Passage to read
_ _ _
Sure you will. Your builds don't even look one bit realistic dog. Oh well if you think your clowning with those clown cars well i guess your the clown.


----------



## burnslo (Mar 4, 2002)

yo If ya'll need a tow give me a holla :biggrin:


----------



## 863 JOKER (Jan 7, 2006)

> _Originally posted by IndyBoi-N-FLA._@Nov 28 2005, 10:36 PM~4295976
> *LOL ! did you like the way i did mine????
> 
> 
> ...


AY HOW DID U RAISE UR DIECAST SO HIGH.


----------



## burnslo (Mar 4, 2002)

Nice ride!


----------



## highridah (Jan 6, 2005)

> _Originally posted by kansascutty_@Jan 10 2006, 08:30 AM~4585037
> *Sure you will. Your builds don't even look one bit realistic dog. Oh well if you think your clowning with those clown cars well i guess your the clown.
> *


belive me the Clownin is goin down and ill show you realistic. this aint some bullshit dub city sitting on plastic bricks


----------



## kansascutty (Nov 11, 2005)
_ _ _
A run of records

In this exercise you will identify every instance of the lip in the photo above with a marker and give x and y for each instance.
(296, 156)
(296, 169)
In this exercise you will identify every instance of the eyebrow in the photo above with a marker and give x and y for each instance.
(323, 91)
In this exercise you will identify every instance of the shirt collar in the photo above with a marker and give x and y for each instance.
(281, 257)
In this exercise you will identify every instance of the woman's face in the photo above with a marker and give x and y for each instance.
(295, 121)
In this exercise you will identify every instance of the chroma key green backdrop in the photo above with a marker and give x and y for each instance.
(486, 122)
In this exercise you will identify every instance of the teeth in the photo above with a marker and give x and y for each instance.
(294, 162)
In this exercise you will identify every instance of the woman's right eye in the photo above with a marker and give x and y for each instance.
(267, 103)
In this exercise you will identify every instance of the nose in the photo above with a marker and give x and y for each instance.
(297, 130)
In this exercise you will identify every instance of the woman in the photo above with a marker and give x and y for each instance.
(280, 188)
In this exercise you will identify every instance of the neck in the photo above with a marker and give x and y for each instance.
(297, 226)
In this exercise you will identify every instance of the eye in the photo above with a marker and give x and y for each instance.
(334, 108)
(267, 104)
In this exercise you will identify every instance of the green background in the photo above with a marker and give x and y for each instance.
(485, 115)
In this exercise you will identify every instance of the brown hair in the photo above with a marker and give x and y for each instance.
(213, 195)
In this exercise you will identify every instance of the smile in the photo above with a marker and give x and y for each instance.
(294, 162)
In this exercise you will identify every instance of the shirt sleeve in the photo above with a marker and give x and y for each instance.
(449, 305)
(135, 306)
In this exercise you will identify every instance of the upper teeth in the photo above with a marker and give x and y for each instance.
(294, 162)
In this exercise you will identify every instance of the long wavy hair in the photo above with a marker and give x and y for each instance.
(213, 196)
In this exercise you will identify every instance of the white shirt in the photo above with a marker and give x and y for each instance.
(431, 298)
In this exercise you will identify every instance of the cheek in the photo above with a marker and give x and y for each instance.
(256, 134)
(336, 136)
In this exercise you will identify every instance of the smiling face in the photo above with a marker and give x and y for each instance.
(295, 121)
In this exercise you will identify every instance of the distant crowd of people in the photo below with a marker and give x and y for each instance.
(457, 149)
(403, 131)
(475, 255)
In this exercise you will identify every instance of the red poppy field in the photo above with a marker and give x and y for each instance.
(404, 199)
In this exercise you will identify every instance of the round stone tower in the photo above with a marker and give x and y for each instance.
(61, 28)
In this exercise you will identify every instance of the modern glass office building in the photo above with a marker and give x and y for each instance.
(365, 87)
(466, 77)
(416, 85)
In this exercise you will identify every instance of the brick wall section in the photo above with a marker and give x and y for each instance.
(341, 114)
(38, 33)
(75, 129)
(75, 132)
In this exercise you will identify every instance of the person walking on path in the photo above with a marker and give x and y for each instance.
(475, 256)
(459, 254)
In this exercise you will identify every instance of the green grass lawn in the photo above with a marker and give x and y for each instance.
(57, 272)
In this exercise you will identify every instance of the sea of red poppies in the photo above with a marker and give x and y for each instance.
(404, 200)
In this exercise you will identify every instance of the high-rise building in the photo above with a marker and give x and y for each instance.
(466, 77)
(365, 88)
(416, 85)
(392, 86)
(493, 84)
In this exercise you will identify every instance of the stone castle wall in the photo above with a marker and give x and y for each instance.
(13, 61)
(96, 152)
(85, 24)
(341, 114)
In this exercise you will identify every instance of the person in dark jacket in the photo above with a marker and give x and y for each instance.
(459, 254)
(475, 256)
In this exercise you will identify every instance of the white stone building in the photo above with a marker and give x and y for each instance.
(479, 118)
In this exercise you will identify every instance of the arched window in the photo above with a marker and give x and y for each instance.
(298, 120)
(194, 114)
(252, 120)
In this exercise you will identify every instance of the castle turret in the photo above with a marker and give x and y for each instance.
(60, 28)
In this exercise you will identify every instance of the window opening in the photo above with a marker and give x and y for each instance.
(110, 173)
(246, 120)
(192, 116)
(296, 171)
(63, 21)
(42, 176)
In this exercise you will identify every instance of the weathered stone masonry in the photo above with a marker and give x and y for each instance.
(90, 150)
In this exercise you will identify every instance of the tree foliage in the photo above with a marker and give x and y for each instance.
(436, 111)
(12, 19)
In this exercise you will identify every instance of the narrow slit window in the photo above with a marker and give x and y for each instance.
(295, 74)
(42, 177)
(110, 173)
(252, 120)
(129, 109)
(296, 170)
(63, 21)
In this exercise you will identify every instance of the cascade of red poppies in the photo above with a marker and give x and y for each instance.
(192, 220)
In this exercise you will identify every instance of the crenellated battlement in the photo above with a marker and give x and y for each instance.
_ _ _
Problems and tasks
a) Sum up the forum thread in two sentences.
b) Return the part of the forum thread that begins at the words "## 863 JOKER" and stops after "DIECAST SO HIGH.".
You will not need the listing for any of this.

Correct answers
a) In this forum thread, kansascutty says highridah's builds do not look realistic and calls highridah the clown, and highridah answers that the clowning is going down and that realistic work is coming, not cars sitting on plastic bricks. Other posters offer a tow, call a car a nice ride, and ask how a diecast was raised so high.

b)
## 863 JOKER (Jan 7, 2006)

> _Originally posted by IndyBoi-N-FLA._@Nov 28 2005, 10:36 PM~4295976
> *LOL ! did you like the way i did mine????
> 
> 
> ...


AY HOW DID U RAISE UR DIECAST SO HIGH.